→ Article
■ ■ ■ ■

Glacier park looks to influence Blackfeet drilling

photo Blackfeet assistant oil and gas director Ron Cross Guns points to a map showing oil and gas development on the reservation in Browning, Mont. Glacier National Park officials are concerned about the effects of development on the area, and are asking for an in-depth study on the environmental impacts. Blackfeet tribal officials say they are complying with all requirements before drilling and they bristle at the suggestion they can't develop their resources safely.

BROWNING, Mont. - On the edge of the Blackfeet Indian reservation, where the Rocky Mountains rise out of the Great Plains like shark's teeth, oil exploration companies plumb the depths of the land again and again as the tribe dreams of a big strike that will lift its people out of poverty.

Not much oil has been found yet, but deep beneath the reservation is a rock formation that some believe could unleash a mini oil-and-gas boom.

That potential has raised concerns next door at iconic Glacier National Park, its 8,000-foot peaks looming over the drilling. The National Park Service warns about the potential impact on grizzly bear habitat, of rigs spoiling wilderness views and outsiders bringing invasive plants into the fragile ecosystem.

Besides repeating those worries whenever a new well is proposed, there's not much else the park service can do. Their actions, however, have left tribal officials simmering about outside interference by people who presume to know how to better develop Blackfeet land than the tribe itself.

"I don't go to your backyard and tell you what to do with it, right? I don't tell you how to drive your car, right?" said Ron Cross Guns, assistant director of the tribe's oil and gas department. "But everybody on the outside that comes to our reservation tells us what to do on our reservation."

The tension has existed since the drilling began in earnest more than three years ago, and it continues despite no significant oil production to date and a recent lull in exploration. There are dozens of wells drilled across the 1.5-million-acre reservation, with at least 18 within 20 miles of the park.

■ ■ ■ ■

Collection entries

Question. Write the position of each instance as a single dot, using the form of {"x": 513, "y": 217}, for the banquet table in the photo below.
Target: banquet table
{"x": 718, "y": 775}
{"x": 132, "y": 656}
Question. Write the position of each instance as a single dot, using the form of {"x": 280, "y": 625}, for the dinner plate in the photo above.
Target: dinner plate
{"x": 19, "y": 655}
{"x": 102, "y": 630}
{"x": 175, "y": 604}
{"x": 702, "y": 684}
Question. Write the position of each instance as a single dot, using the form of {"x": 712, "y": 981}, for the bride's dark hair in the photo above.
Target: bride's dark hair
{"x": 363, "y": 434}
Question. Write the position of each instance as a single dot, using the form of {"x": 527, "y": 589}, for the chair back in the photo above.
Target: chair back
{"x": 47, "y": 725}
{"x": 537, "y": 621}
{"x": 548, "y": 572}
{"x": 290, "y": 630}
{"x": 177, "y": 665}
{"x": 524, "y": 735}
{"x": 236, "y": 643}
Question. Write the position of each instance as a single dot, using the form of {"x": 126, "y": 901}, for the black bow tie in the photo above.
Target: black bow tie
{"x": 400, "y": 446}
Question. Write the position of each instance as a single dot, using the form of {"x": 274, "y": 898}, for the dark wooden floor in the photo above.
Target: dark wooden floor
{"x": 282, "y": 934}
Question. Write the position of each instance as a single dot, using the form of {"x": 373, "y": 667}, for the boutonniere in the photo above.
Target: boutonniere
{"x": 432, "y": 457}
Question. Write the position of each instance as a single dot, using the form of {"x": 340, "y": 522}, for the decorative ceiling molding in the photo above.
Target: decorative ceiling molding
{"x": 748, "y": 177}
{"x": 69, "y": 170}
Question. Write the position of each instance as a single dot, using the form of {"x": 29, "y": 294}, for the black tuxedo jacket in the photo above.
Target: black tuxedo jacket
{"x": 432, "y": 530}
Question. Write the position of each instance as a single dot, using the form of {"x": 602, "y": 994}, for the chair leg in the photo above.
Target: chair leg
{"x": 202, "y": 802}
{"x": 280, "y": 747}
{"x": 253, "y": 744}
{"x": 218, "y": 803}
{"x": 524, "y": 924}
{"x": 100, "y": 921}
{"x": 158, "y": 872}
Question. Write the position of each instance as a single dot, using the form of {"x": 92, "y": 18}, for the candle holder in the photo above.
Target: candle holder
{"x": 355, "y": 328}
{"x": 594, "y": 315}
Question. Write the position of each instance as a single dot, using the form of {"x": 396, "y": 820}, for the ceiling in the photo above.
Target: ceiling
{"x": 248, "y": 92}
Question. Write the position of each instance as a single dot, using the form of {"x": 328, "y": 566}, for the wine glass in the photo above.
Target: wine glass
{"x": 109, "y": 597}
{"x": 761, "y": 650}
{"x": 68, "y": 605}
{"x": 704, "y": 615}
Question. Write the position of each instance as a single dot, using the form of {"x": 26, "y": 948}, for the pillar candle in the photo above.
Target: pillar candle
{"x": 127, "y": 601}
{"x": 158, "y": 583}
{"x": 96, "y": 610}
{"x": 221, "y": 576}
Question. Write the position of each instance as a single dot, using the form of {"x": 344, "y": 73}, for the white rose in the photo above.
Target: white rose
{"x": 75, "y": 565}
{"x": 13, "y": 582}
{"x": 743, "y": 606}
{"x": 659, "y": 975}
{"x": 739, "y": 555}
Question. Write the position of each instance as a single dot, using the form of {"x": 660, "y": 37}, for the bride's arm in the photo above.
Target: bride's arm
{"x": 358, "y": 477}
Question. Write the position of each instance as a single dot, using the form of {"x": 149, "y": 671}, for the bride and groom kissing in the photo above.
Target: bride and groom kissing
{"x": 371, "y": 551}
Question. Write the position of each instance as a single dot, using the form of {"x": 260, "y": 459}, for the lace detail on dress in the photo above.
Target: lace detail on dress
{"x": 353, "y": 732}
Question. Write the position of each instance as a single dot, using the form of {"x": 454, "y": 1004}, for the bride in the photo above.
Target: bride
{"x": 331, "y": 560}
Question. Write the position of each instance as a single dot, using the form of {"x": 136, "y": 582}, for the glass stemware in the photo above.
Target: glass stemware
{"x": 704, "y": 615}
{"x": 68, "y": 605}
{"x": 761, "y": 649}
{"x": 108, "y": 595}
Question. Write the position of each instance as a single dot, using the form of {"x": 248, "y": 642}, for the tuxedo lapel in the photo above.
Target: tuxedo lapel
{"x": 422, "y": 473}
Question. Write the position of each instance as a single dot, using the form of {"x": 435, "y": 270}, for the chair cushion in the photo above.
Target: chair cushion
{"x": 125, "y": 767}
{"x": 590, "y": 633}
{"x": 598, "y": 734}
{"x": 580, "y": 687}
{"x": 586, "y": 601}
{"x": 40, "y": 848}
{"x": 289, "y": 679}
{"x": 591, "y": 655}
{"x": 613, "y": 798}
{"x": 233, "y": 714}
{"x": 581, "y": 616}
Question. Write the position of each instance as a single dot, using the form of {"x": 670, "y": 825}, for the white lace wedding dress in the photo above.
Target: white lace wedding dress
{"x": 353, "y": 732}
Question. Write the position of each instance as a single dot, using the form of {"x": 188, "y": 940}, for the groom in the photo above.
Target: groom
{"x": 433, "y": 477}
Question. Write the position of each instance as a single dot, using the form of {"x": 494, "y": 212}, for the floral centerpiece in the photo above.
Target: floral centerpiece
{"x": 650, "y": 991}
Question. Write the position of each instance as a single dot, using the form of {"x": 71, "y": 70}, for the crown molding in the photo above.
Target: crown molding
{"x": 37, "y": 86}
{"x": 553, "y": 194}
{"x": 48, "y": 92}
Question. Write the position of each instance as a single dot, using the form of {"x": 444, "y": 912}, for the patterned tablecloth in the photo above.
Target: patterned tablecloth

■ ■ ■ ■

→ What the task requires
Please list each concern that the National Park Service raises about the drilling in the article on Blackfeet drilling. The records have no connection to the article on Blackfeet drilling.

→ Task answer
- The potential impact on grizzly bear habitat
- Rigs spoiling wilderness views
- Outsiders bringing invasive plants into the fragile ecosystem